**Task directions**
Will you transcribe the entries that follow, exactly and in full?

Dataset records
########################################
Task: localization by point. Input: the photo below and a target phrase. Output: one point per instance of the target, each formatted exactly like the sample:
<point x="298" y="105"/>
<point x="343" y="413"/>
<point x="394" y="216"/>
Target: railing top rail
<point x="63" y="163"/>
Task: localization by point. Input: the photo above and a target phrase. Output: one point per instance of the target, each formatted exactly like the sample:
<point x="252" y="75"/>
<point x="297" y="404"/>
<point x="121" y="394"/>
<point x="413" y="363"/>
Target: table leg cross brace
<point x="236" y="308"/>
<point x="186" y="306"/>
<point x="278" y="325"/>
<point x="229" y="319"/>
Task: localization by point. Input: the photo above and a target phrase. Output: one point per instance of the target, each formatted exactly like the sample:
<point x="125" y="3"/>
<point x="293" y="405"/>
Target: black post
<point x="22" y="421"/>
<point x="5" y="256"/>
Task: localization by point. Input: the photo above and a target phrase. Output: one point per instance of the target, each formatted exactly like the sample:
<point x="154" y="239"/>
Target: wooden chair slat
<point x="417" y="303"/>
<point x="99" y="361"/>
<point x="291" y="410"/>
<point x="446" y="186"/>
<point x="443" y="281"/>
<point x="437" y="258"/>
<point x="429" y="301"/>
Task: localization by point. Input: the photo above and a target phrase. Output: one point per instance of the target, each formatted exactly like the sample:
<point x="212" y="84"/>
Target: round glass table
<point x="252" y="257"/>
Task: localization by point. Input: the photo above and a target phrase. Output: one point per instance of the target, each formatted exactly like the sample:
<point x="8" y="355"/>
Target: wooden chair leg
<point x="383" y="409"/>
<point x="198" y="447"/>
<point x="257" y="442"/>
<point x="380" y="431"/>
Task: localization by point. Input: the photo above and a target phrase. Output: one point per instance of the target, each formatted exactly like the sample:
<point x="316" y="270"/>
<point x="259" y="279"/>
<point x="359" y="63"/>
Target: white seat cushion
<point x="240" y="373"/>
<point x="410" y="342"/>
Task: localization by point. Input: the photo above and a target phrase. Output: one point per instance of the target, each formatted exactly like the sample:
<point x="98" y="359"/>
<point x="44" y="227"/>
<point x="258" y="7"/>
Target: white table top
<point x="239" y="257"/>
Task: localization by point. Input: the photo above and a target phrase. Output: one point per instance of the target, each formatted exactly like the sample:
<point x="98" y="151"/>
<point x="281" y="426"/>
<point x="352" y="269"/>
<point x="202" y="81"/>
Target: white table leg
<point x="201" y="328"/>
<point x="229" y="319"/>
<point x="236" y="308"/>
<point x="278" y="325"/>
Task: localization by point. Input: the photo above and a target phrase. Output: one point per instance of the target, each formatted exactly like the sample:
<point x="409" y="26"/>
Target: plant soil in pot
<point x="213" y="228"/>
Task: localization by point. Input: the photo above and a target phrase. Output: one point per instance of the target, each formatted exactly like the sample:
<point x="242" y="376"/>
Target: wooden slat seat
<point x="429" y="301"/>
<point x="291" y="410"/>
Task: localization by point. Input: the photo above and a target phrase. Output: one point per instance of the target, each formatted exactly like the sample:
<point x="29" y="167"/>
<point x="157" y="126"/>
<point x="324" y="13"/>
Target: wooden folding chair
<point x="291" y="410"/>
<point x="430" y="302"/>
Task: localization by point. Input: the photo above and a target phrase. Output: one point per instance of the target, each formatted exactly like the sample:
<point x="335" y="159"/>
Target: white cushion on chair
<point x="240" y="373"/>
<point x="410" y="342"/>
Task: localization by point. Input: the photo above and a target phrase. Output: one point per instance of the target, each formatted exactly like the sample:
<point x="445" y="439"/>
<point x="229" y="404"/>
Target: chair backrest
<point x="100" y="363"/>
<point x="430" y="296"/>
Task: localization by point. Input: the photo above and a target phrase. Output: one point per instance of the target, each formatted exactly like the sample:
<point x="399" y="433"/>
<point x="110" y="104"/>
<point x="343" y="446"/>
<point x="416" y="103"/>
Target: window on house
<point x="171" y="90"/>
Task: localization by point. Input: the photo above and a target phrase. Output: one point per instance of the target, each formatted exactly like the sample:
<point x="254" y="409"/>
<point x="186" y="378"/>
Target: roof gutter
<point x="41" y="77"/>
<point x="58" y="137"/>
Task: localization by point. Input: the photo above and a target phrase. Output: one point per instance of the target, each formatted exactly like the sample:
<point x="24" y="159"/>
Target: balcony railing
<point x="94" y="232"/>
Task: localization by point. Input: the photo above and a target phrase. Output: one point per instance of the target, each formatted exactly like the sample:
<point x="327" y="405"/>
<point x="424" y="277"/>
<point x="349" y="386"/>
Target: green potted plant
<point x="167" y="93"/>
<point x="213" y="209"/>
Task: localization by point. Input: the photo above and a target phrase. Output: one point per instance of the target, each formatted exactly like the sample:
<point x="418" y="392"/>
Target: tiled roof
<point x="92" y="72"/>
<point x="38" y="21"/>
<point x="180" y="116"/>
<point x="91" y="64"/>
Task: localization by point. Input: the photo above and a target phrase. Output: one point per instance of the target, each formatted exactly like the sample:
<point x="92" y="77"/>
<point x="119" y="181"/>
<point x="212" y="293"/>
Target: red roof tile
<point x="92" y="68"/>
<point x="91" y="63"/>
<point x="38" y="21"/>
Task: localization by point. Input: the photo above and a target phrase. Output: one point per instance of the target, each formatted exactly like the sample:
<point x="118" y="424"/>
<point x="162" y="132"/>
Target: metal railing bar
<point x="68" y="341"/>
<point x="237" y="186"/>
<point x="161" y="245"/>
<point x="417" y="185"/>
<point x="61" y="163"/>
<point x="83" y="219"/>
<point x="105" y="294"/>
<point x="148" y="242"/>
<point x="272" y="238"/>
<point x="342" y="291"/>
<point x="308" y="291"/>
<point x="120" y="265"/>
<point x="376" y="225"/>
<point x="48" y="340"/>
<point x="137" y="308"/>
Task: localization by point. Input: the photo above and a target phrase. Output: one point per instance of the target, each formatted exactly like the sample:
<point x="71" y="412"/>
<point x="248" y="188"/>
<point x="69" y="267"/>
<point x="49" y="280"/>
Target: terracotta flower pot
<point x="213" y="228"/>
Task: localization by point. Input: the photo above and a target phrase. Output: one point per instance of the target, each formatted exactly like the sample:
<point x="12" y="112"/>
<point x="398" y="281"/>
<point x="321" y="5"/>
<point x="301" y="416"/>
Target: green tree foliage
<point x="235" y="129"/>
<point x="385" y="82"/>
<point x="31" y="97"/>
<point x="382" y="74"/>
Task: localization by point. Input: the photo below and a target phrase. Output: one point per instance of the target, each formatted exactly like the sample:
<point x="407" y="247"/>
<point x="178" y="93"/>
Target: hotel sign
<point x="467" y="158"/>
########################################
**Exercise result**
Task: localization by point. Input: the photo below and a target phrase. Output: one point per instance of the target, each formatted exactly like the sample:
<point x="298" y="105"/>
<point x="343" y="413"/>
<point x="394" y="216"/>
Target: railing top rail
<point x="63" y="163"/>
Task: localization by point. Input: the photo above and a target phrase. Output: one point per instance of the target, each formatted exactly like the sample:
<point x="252" y="75"/>
<point x="297" y="404"/>
<point x="121" y="394"/>
<point x="413" y="363"/>
Target: table leg cross brace
<point x="236" y="308"/>
<point x="186" y="306"/>
<point x="278" y="325"/>
<point x="229" y="319"/>
Task: localization by point. Input: the photo above and a target phrase. Output: one point per instance of the target, each formatted exactly like the sample:
<point x="125" y="3"/>
<point x="293" y="405"/>
Target: black post
<point x="22" y="421"/>
<point x="5" y="256"/>
Task: localization by point. Input: the photo above and a target phrase. Output: one point per instance of the target, each formatted exactly like the sample:
<point x="154" y="239"/>
Target: wooden chair slat
<point x="417" y="303"/>
<point x="99" y="361"/>
<point x="291" y="410"/>
<point x="446" y="186"/>
<point x="443" y="281"/>
<point x="437" y="258"/>
<point x="429" y="301"/>
Task: localization by point. Input: the photo above and a target phrase. Output: one point per instance of the target, each formatted exactly like the sample:
<point x="212" y="84"/>
Target: round glass table
<point x="252" y="257"/>
Task: localization by point. Input: the photo above and a target phrase. Output: one point per instance of the target, each formatted exactly like the sample:
<point x="8" y="355"/>
Target: wooden chair leg
<point x="383" y="409"/>
<point x="198" y="447"/>
<point x="257" y="442"/>
<point x="380" y="431"/>
Task: localization by point. Input: the photo above and a target phrase. Output: one point per instance of the target, each formatted exactly like the sample:
<point x="316" y="270"/>
<point x="259" y="279"/>
<point x="359" y="63"/>
Target: white seat cushion
<point x="240" y="373"/>
<point x="410" y="342"/>
Task: localization by point. Input: the photo above and a target phrase. Output: one point per instance of the target, each formatted exactly like the sample:
<point x="98" y="359"/>
<point x="44" y="227"/>
<point x="258" y="7"/>
Target: white table top
<point x="239" y="257"/>
Task: localization by point. Input: the photo above and a target phrase. Output: one point per instance of the target, each formatted exactly like the sample:
<point x="98" y="151"/>
<point x="281" y="426"/>
<point x="352" y="269"/>
<point x="202" y="81"/>
Target: white table leg
<point x="201" y="328"/>
<point x="229" y="319"/>
<point x="236" y="308"/>
<point x="278" y="325"/>
Task: localization by point. Input: the photo above and a target phrase. Output: one point per instance of the target, each formatted exactly like the sample:
<point x="409" y="26"/>
Target: plant soil in pot
<point x="213" y="228"/>
Task: localization by point. Input: the photo above and a target phrase. Output: one point per instance of the target, each formatted exactly like the sample:
<point x="242" y="376"/>
Target: wooden slat seat
<point x="429" y="301"/>
<point x="291" y="410"/>
Task: localization by point. Input: the photo above and a target phrase. Output: one point per instance of the target, each formatted exactly like the sample:
<point x="29" y="167"/>
<point x="157" y="126"/>
<point x="324" y="13"/>
Target: wooden folding chair
<point x="291" y="410"/>
<point x="430" y="302"/>
Task: localization by point. Input: the photo above and a target phrase. Output: one point per instance of the target, each formatted exactly like the sample:
<point x="335" y="159"/>
Target: white cushion on chair
<point x="240" y="373"/>
<point x="410" y="342"/>
Task: localization by point. Input: the photo above and a target phrase. Output: one point per instance of the target, each formatted exactly like the sample:
<point x="445" y="439"/>
<point x="229" y="404"/>
Target: chair backrest
<point x="100" y="363"/>
<point x="430" y="296"/>
Task: localization by point. Input: the photo above and a target phrase. Output: one point per instance of the target, each formatted exactly like the sample:
<point x="399" y="433"/>
<point x="110" y="104"/>
<point x="343" y="446"/>
<point x="416" y="103"/>
Target: window on house
<point x="171" y="90"/>
Task: localization by point. Input: the photo above and a target phrase. Output: one point per instance of the target, each formatted exactly like the sample:
<point x="254" y="409"/>
<point x="186" y="378"/>
Target: roof gutter
<point x="41" y="77"/>
<point x="58" y="137"/>
Task: localization by point. Input: the photo above and a target phrase. Output: one point per instance of the target, each formatted exactly like the sample:
<point x="24" y="159"/>
Target: balcony railing
<point x="94" y="232"/>
Task: localization by point. Input: the photo above and a target phrase. Output: one point per instance of the target, each formatted exactly like the sample:
<point x="327" y="405"/>
<point x="424" y="277"/>
<point x="349" y="386"/>
Target: green potted plant
<point x="167" y="93"/>
<point x="213" y="209"/>
Task: localization by point. Input: the photo above and a target phrase. Output: one point per instance of the target, each formatted exactly like the sample:
<point x="418" y="392"/>
Target: tiled roof
<point x="92" y="72"/>
<point x="38" y="21"/>
<point x="180" y="116"/>
<point x="91" y="64"/>
Task: localization by point. Input: the photo above and a target phrase. Output: one point per instance of the target, each formatted exactly like the sample:
<point x="92" y="77"/>
<point x="119" y="181"/>
<point x="212" y="293"/>
Target: red roof tile
<point x="92" y="68"/>
<point x="91" y="63"/>
<point x="38" y="21"/>
Task: localization by point. Input: the photo above and a target phrase. Output: one point per instance of the target, each formatted exactly like the sample:
<point x="118" y="424"/>
<point x="162" y="132"/>
Target: metal railing bar
<point x="68" y="341"/>
<point x="237" y="186"/>
<point x="161" y="245"/>
<point x="417" y="185"/>
<point x="61" y="163"/>
<point x="83" y="219"/>
<point x="105" y="294"/>
<point x="148" y="242"/>
<point x="272" y="238"/>
<point x="342" y="291"/>
<point x="308" y="291"/>
<point x="120" y="265"/>
<point x="376" y="225"/>
<point x="48" y="340"/>
<point x="137" y="308"/>
Task: localization by point. Input: the photo above and a target phrase. Output: one point per instance of the target, each formatted exactly like the sample:
<point x="71" y="412"/>
<point x="248" y="188"/>
<point x="69" y="267"/>
<point x="49" y="280"/>
Target: terracotta flower pot
<point x="213" y="228"/>
Task: localization by point. Input: the photo above and a target phrase. Output: one point per instance of the target, each formatted exactly like the sample:
<point x="12" y="112"/>
<point x="398" y="281"/>
<point x="321" y="5"/>
<point x="301" y="416"/>
Target: green tree foliage
<point x="235" y="129"/>
<point x="385" y="82"/>
<point x="31" y="97"/>
<point x="382" y="74"/>
Task: localization by point. Input: the photo below and a target phrase. Output: one point per instance of the target, each formatted exactly like the sample:
<point x="407" y="247"/>
<point x="178" y="93"/>
Target: hotel sign
<point x="467" y="158"/>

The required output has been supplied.